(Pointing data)
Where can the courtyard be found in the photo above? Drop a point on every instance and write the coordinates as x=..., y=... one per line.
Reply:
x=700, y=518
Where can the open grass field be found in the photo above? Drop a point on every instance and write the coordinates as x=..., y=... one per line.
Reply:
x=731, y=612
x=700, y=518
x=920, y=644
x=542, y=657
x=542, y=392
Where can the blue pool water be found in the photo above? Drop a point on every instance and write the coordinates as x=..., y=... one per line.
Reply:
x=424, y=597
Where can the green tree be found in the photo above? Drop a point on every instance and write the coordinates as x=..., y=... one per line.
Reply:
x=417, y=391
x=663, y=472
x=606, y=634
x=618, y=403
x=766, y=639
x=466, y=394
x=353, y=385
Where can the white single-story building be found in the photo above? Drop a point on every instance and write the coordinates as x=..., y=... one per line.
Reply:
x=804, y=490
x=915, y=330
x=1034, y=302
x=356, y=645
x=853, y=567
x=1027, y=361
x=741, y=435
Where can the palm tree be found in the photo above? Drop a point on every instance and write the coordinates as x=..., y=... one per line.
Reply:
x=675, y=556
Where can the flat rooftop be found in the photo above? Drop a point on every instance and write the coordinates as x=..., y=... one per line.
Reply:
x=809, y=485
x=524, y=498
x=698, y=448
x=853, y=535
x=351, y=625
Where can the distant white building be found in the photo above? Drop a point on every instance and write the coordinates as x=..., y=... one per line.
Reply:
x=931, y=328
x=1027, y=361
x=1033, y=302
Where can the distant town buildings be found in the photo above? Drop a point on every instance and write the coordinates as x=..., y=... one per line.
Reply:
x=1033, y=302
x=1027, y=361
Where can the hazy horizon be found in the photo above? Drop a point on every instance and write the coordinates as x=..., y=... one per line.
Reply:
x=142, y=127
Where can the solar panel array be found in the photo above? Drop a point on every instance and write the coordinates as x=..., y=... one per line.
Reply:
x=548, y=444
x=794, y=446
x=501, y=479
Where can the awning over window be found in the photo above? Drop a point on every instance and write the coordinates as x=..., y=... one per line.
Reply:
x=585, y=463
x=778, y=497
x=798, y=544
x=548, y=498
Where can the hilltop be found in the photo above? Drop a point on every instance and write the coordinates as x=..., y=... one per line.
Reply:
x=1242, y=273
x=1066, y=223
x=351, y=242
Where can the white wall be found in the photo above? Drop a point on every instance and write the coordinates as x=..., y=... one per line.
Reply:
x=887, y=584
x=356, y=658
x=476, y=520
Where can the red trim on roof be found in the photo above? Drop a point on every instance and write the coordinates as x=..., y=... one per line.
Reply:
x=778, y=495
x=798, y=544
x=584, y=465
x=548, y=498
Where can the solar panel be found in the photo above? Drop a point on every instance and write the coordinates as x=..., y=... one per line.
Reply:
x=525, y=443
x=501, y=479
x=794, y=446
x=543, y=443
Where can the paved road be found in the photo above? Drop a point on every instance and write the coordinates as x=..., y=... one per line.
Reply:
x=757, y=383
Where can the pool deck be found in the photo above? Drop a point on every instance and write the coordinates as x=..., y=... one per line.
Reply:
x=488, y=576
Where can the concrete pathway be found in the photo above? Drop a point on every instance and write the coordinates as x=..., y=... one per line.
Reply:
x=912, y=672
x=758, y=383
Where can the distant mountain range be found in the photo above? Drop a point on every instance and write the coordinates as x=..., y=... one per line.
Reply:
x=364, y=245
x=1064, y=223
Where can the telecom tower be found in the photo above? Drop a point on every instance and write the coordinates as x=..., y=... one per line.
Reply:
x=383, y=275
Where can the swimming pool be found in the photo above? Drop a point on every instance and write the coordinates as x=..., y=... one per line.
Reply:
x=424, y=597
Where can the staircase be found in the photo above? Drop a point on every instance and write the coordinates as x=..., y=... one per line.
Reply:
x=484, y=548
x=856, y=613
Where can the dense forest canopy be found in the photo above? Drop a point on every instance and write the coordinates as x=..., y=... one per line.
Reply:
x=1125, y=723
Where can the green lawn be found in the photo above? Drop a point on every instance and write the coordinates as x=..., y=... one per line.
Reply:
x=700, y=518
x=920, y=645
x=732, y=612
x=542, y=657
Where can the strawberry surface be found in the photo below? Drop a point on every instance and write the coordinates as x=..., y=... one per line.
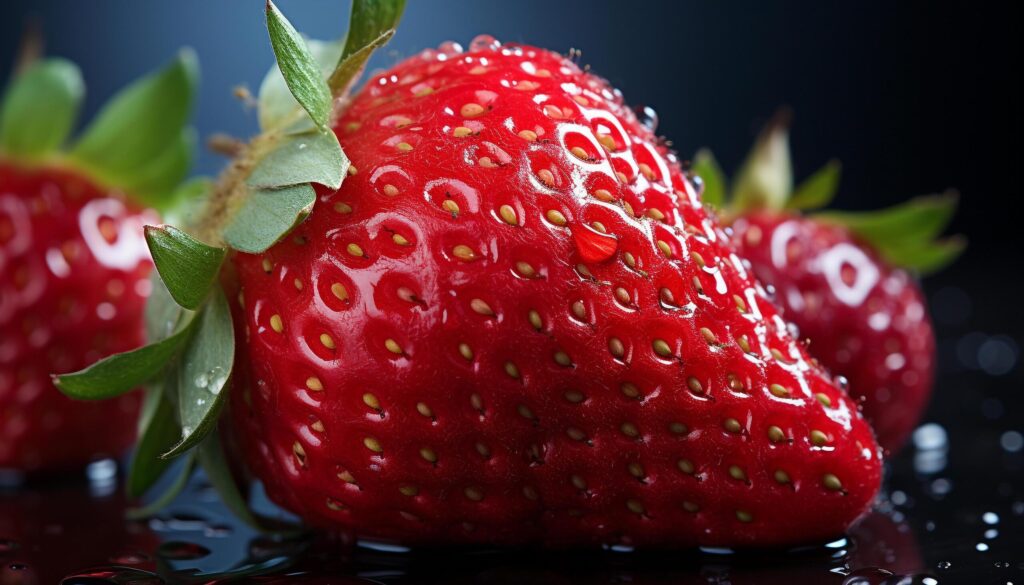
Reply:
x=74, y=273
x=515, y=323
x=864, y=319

...

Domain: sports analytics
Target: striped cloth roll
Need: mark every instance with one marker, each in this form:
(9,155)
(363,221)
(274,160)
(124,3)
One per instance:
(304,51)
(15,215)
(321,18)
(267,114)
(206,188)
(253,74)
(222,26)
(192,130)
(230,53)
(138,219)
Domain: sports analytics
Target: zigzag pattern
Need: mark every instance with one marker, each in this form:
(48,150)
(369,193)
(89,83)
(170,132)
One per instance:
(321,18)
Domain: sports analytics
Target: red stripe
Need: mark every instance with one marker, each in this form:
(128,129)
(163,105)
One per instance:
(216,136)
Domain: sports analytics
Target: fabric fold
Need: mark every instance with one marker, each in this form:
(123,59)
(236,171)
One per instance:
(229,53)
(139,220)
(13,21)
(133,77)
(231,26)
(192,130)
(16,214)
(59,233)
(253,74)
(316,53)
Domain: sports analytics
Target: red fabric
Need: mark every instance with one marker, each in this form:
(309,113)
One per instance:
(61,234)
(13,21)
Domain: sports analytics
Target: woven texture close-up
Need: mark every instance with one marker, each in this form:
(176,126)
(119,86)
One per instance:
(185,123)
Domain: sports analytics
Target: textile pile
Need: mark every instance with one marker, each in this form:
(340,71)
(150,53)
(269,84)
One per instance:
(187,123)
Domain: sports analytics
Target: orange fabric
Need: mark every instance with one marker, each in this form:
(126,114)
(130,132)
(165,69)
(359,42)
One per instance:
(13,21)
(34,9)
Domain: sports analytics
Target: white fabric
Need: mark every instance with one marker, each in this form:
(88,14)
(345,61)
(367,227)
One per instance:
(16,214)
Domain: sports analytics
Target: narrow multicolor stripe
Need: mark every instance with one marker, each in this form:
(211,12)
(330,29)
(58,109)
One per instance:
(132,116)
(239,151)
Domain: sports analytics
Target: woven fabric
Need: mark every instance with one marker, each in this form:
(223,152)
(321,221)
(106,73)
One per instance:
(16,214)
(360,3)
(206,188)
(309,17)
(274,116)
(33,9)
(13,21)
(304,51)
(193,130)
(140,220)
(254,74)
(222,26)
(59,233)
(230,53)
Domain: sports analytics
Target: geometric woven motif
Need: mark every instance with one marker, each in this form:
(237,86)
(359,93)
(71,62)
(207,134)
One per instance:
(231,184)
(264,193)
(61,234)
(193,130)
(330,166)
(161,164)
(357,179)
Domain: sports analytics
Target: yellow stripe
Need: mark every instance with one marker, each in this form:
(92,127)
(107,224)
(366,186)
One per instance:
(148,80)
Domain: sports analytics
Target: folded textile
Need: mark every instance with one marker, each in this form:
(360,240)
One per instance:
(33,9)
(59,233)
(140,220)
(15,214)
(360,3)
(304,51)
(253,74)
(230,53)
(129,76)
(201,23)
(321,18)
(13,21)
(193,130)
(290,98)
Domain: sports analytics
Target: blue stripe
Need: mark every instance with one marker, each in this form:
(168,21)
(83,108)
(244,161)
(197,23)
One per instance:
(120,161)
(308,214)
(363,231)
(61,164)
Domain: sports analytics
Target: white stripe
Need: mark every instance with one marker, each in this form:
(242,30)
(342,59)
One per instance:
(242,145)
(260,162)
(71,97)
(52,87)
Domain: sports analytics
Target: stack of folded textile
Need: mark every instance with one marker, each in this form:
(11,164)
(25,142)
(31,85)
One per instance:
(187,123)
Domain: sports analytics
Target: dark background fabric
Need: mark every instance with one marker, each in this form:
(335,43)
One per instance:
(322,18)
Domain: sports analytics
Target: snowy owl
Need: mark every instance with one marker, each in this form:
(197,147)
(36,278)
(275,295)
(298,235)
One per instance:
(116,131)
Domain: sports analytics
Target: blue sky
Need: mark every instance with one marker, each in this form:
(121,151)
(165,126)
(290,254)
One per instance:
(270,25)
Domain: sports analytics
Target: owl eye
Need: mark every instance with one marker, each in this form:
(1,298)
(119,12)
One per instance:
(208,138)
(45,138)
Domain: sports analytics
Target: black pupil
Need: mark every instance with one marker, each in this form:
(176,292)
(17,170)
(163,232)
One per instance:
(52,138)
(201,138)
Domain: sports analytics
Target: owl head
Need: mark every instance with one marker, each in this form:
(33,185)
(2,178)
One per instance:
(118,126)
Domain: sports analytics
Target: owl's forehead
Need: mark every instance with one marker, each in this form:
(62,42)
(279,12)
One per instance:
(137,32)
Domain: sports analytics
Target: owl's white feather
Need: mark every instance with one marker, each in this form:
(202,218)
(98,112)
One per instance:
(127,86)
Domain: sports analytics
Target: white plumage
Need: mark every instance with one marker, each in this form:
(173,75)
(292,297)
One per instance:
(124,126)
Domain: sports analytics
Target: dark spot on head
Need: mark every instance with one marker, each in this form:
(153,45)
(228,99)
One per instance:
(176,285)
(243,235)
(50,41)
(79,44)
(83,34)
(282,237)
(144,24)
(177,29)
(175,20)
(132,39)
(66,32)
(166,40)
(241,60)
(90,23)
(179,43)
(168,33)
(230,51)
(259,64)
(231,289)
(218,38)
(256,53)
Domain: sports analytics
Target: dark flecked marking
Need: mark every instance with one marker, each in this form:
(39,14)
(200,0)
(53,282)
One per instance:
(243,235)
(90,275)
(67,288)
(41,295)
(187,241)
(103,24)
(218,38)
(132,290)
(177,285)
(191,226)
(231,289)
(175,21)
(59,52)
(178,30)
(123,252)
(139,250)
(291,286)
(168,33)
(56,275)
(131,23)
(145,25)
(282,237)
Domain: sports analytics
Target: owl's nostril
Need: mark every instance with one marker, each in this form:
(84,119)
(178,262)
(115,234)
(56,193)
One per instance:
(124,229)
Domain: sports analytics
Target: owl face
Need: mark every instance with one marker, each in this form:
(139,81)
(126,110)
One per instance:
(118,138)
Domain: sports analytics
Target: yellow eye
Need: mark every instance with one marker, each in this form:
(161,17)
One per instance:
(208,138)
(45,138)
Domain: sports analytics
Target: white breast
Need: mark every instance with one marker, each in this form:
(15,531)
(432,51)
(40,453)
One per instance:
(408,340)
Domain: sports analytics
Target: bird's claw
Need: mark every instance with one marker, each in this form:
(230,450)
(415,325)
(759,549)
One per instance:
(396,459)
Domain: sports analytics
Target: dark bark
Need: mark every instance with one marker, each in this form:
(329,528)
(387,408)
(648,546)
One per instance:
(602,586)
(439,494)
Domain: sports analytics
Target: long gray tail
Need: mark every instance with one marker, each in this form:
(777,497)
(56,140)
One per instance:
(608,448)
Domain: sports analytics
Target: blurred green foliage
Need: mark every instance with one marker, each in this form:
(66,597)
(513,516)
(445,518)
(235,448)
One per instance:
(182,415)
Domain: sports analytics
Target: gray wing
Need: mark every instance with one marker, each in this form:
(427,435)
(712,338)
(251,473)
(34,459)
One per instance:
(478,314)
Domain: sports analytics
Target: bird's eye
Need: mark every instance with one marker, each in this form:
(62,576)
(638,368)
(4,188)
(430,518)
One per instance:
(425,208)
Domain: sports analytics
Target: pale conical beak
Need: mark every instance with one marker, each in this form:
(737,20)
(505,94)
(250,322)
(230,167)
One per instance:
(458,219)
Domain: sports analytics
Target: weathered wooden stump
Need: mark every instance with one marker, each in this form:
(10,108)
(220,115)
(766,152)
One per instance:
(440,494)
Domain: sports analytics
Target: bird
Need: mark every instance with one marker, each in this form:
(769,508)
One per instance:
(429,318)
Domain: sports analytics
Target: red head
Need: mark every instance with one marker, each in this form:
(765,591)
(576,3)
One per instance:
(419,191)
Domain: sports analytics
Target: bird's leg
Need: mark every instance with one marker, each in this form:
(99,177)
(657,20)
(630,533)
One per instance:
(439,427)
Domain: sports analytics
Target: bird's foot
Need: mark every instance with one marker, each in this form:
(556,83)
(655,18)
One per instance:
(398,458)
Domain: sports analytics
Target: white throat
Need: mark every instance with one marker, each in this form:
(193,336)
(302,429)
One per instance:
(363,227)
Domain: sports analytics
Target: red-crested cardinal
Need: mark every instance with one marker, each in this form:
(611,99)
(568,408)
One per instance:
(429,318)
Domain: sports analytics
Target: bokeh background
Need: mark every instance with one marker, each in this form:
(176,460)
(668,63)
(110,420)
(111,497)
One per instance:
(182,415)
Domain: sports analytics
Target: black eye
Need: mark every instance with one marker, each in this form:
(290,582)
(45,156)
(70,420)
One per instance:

==

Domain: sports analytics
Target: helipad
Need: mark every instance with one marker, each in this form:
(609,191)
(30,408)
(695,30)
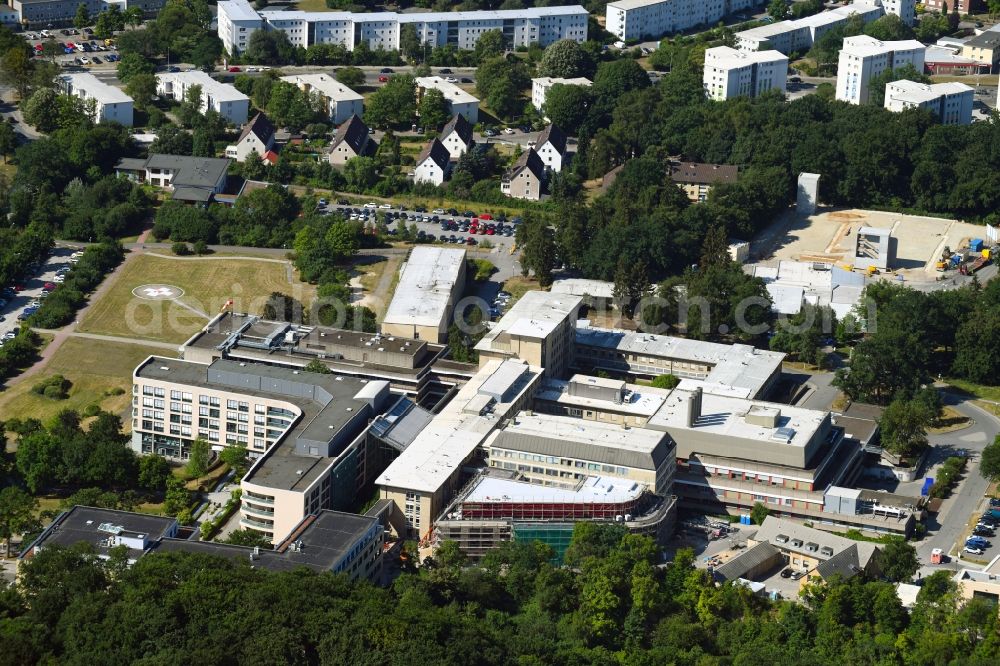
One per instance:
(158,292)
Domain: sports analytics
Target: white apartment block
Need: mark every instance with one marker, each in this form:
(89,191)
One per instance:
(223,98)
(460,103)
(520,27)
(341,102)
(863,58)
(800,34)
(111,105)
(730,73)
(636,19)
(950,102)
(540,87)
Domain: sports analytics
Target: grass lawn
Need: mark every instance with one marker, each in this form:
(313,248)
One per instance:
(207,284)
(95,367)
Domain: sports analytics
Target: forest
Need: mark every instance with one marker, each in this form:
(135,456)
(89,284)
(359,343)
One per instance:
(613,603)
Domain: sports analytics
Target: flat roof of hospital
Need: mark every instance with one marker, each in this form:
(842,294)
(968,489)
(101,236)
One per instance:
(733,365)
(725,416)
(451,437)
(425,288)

What to do ▸
Which lines in the data above contain the word "tree"? Find and copy every such line, matching case exactly.

Answer for the task ▸
Where can the green tree be found in the photo above? Drop a point on every instance and write the coordinates as x=..., y=... one per line.
Where can the palm tree be found in the photo above? Drop a point on every instance and write the coordinates as x=..., y=... one per line.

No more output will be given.